THINGS TO DO:
(A) In the case note on Kooij v Middleground below, check three statements against the text and answer yes or no for each, quoting the words that decide it: (i) Middleground was to pay the Trust ZAR15 000 per month plus VAT; (ii) the Trust's claim succeeded in the High Court; (iii) Middleground kept making monthly payments while it challenged the DEA's decision.
(B) Extend the case note on Kooij v Middleground below, picking up right after its final sentence.

DOCUMENT EXTRACT:
_ _ _ _ _

BY Aslam Moosajee AND Joshua Davis
South Africa: the SCA provides guidance on interpretation of contracts and vis major
In Kooij v Middleground Trading 251 CC (“Kooij”), the Supreme Court of Appeal (“SCA”) held that a compliance notice issued by the Department of Environmental Affairs (“DEA”), that required Middleground Trading 251 CC (“Middleground”) to cease its peat extraction operations on a farm (the “farm”) owned by the Daleen Kruger Trust (the “Trust”) constituted a supervening impossibility of a permanent nature.
Consequently, Middleground was discharged from performing its contractual obligations to the Trust.
The case is of interest for two reasons. First, it addresses the law on supervening impossibility, which has gained increased significance since the start of the Coronavirus (COVID-19) pandemic. Second, it provides guidance on the interpretation of contracts and, in particular, the extent to which the conduct of the parties subsequent to conclusion of the contact can be used to interpret a contract.
The agreement concluded between Middleground and the Trust provided, amongst other things, that:
- The Trust agreed to lease Middleground a portion of the farm "for purposes of giving it the exclusive right to solely prospect, extract or mine for peat and/ or to harvest peat on the property";
- Middleground would pay the Trust ZAR15 000 per month plus VAT, for the lease of the property;
- An additional amount would become payable if Middleground extracted above a certain amount of peat per month;
- The monthly payment was described as "a prepayment of the amount of [ZAR25 per cubic meter] which Middleground would owe to the Trust for peat extracted, and would ‘be taken into account against the amount that is due to [the Trust] for the peat that is extracted in terms of the agreement"; and
- Any form of vis major would be a valid reason for Middleground not to perform its operation in terms of the agreement, if it results in a permanent impossibility.
A few years after the conclusion of the contract, the DEA issued a pre-notice, and then a compliance notice, requiring that peat extraction operations on the farm be stopped. Middleground instituted an appeal against the DEA’s decision, and later a review of the decision to refuse the appeal. During this period, Middleground stopped harvesting peat and stopped making monthly payments to the Trust. As a result, the Trust instituted an action against Middleground in which it claimed that the parties had entered into a lease agreement, and that Middleground remain bound by its terms until the agreement was terminated by effluxion of time. Middleground’s primary defence was that, properly interpreted, the contract was not one of lease but was one in terms of which the Trust granted Middleground the right to prospect for and harvest peat on the farm.
Accordingly, Middleground argued that the DEA’s compliance notice constituted vis major that resulted in a permanent impossibility of performance. The Trust’s claim was dismissed in the Magistrates Court and High Court and it therefore appealed to the SCA.
The proper interpretation of the contract
The Trust contended that the parties conduct subsequent to the conclusion of the contract indicated that the monthly payments were due for the lease of the property and, since Middleground could still lease the property, even though it could not extract peat, performance under the contract remained possible.

_ _ _ _ _

Referring expression pointing data

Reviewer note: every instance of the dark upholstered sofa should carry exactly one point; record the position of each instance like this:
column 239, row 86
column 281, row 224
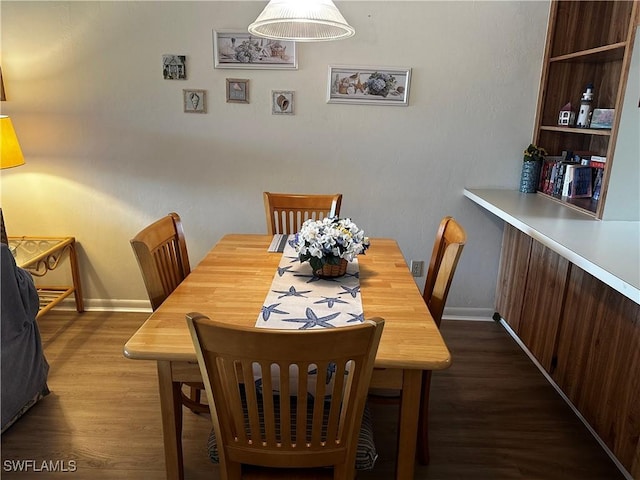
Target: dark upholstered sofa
column 23, row 367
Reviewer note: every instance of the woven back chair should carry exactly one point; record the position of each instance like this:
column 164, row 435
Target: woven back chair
column 161, row 251
column 286, row 399
column 287, row 212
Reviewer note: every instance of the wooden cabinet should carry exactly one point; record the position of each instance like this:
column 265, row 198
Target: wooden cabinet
column 588, row 42
column 585, row 334
column 531, row 289
column 543, row 302
column 512, row 275
column 598, row 363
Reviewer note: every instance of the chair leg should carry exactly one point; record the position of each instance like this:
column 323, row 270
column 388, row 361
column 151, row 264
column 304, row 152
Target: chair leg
column 195, row 394
column 192, row 401
column 422, row 450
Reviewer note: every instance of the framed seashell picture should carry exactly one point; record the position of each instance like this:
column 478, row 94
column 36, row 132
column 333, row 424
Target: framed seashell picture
column 282, row 102
column 369, row 85
column 238, row 49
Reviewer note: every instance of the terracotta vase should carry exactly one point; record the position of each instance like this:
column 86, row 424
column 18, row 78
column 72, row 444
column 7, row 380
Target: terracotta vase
column 332, row 271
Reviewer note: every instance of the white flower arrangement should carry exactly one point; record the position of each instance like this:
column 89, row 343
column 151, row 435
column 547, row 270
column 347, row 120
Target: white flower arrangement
column 329, row 240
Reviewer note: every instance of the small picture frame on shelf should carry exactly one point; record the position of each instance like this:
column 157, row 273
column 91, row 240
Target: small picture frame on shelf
column 602, row 118
column 195, row 101
column 237, row 90
column 282, row 102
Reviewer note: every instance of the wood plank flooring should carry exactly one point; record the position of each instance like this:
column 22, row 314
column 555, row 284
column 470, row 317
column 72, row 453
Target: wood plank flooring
column 493, row 415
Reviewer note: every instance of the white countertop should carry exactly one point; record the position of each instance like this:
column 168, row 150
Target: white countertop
column 608, row 250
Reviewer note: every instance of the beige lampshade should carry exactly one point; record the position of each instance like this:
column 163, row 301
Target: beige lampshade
column 10, row 151
column 301, row 21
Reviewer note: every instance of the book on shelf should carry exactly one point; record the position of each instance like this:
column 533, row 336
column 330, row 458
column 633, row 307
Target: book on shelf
column 597, row 182
column 567, row 179
column 580, row 185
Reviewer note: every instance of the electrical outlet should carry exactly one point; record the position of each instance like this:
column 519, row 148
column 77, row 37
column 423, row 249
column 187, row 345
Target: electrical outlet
column 416, row 268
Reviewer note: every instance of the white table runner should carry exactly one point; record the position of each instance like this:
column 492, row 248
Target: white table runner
column 300, row 300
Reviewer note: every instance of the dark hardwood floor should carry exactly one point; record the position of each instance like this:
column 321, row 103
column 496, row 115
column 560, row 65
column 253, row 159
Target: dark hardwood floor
column 493, row 415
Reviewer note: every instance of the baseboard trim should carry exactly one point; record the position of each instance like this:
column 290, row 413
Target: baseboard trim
column 107, row 305
column 473, row 314
column 524, row 348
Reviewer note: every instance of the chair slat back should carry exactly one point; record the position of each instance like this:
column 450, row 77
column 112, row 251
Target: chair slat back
column 447, row 248
column 274, row 421
column 286, row 212
column 161, row 251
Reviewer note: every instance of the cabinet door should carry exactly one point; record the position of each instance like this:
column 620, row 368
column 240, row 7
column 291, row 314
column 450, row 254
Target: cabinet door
column 598, row 363
column 512, row 275
column 543, row 302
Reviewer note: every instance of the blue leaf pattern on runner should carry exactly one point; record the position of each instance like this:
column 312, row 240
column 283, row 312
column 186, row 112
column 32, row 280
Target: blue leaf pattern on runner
column 292, row 292
column 313, row 320
column 351, row 291
column 331, row 301
column 299, row 299
column 268, row 310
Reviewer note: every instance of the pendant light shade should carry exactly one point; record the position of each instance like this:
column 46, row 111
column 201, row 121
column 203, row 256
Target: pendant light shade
column 10, row 151
column 301, row 21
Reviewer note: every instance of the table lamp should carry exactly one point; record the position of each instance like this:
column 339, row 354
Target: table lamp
column 10, row 156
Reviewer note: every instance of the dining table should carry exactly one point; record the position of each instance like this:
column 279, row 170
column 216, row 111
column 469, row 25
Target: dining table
column 230, row 285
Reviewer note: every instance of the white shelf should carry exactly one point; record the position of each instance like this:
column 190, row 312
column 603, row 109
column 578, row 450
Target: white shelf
column 608, row 250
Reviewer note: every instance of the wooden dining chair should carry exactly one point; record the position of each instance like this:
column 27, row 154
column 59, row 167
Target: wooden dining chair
column 289, row 400
column 447, row 249
column 161, row 252
column 286, row 212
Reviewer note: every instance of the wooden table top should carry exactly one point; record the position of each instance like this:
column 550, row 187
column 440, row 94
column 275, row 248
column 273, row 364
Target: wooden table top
column 232, row 281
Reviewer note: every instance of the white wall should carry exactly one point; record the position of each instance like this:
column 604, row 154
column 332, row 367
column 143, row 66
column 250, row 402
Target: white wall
column 109, row 149
column 623, row 200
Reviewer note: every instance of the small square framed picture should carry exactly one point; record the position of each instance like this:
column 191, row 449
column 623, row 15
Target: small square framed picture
column 237, row 90
column 174, row 67
column 282, row 102
column 195, row 101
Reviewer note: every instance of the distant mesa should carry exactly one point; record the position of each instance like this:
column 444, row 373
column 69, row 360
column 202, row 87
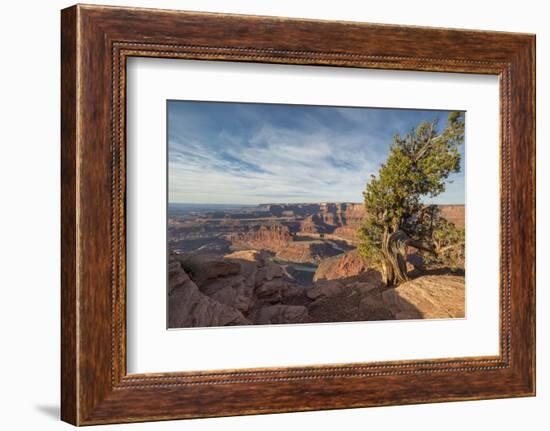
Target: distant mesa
column 293, row 263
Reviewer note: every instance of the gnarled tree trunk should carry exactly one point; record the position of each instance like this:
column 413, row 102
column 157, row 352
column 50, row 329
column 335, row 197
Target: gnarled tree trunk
column 394, row 252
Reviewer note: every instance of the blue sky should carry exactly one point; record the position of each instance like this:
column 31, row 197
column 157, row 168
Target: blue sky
column 240, row 153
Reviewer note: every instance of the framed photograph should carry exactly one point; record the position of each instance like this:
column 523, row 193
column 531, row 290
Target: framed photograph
column 262, row 214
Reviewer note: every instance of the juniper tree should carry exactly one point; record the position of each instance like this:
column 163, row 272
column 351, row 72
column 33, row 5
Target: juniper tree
column 418, row 166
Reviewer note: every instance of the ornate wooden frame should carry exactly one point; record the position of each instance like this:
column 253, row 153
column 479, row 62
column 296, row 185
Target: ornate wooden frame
column 95, row 43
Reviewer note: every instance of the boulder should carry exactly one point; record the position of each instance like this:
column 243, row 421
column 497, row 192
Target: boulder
column 204, row 267
column 325, row 288
column 279, row 313
column 272, row 290
column 189, row 307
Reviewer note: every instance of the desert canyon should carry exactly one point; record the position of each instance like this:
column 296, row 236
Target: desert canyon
column 293, row 263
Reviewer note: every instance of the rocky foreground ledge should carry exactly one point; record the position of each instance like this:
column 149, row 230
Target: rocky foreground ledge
column 246, row 287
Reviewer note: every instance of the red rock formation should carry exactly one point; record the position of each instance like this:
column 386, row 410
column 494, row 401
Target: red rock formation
column 345, row 265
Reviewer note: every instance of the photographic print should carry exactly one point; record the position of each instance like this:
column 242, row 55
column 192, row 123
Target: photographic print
column 292, row 214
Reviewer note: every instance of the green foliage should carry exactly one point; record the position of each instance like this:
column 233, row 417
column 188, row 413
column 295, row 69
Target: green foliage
column 418, row 166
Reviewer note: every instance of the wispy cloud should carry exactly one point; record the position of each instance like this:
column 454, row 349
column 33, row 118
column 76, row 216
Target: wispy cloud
column 252, row 153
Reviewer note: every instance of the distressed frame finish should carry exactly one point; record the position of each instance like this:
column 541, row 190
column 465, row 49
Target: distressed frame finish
column 95, row 42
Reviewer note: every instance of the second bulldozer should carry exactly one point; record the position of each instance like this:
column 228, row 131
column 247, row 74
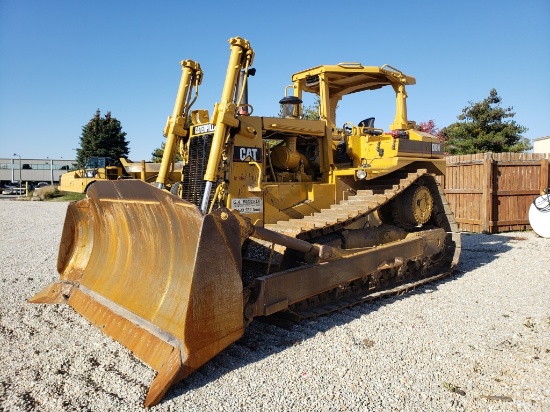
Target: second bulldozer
column 273, row 215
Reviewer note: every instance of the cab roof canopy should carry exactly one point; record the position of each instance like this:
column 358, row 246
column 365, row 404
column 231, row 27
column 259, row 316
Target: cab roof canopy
column 346, row 78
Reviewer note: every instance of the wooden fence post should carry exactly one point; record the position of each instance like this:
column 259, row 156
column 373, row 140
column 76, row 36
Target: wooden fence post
column 487, row 186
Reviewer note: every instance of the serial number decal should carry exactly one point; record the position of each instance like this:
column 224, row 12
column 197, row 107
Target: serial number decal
column 436, row 147
column 204, row 128
column 247, row 154
column 247, row 205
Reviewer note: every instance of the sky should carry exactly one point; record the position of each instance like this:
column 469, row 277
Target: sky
column 61, row 60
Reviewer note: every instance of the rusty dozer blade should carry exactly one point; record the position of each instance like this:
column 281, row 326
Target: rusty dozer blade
column 152, row 272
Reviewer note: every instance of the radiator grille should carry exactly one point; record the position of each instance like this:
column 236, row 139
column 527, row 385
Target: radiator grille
column 193, row 183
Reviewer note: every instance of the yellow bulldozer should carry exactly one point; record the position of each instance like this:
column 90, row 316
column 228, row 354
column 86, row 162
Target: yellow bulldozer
column 105, row 168
column 273, row 216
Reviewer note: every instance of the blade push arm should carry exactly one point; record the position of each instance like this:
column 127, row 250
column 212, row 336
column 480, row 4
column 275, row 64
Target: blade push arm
column 224, row 115
column 191, row 78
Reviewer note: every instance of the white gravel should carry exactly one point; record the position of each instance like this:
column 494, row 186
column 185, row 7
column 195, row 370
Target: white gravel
column 477, row 341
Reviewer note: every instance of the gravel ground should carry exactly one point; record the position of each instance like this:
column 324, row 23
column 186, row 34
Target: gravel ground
column 479, row 340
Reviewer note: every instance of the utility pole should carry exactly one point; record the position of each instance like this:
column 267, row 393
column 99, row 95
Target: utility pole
column 19, row 169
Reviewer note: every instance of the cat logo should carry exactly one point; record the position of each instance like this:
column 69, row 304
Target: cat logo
column 247, row 154
column 204, row 128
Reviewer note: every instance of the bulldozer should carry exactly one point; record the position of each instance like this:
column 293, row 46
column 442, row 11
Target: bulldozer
column 273, row 216
column 105, row 168
column 96, row 168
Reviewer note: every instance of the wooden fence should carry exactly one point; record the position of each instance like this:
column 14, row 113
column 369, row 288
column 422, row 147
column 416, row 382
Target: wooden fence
column 492, row 192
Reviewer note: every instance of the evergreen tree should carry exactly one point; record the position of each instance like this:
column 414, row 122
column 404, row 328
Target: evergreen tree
column 102, row 137
column 483, row 127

_ _ _ _ _

ANSWERS TO THE PROBLEMS:
(A)
(i) Yes: "Middleground would pay the Trust ZAR15 000 per month plus VAT, for the lease of the property"
(ii) No: "The Trust’s claim was dismissed in the Magistrates Court and High Court"
(iii) No: "Middleground stopped harvesting peat and stopped making monthly payments to the Trust"

(B)
The SCA pointed out that a court can, when interpreting a contract, have regard to the parties’ subsequent conduct in order to determine what they have intended. However, the use of such evidence is subject to the following three provisos:
- the evidence must be indicative of a common understanding of the terms and meaning of the contract;
- the evidence may be used as an aid to interpretation and not to alter the words used by the parties; and
- such evidence must be used as conservatively as possible.
After considering the evidence adduced by the Trust, the SCA held that such evidence failed to satisfy the first criterion outlined above, and therefore could not be relied upon to establish that the contract was one of lease. The SCA also held that, when considered as a whole, "it is evident that various provisions [of the lease] tend to show that the lease element was of less significance" In this regard, the SCA pointed, inter alia, to the fact that the monthly payments were described as "prepayments" for the peat that would be extracted in terms of the contract and to the fact that Middleground could cancel the contract if the peat reserves were depleted.
Supervening impossibility of performance
The SCA highlighted that "where performance of an obligation by a party to an agreement becomes impossible after the conclusion of the agreement, that party is discharged from liability if it was prevented from performing its obligation by vis major, but not if the impossibility was due to its own fault".
The SCA held that the DEA’s compliance notice constituted a vis major of a permanent nature, and that fault could not be imputed to Middleground because, inter alia:
- the Trust and Middleground had adopted the same stance in appealing the DEA’s decision; and
- the compliance notice indicated that the DEA was opposed to any peat extraction occurring on the Trust’s farm, and did not relate specifically to Middleground’s conduct in performing such extraction.
The Trust’s appeal was therefore dismissed.
The ongoing lockdown means that we will likely see an increasing number of cases in which the defence of vis major is relied upon. Kooij clarifies that a) the defence will not be open to a party when the impossibility is due to its own fault, b) whether the defence is available will depend, amongst others, on the proper construction of the contract, and c) government directions can constitute a vis major.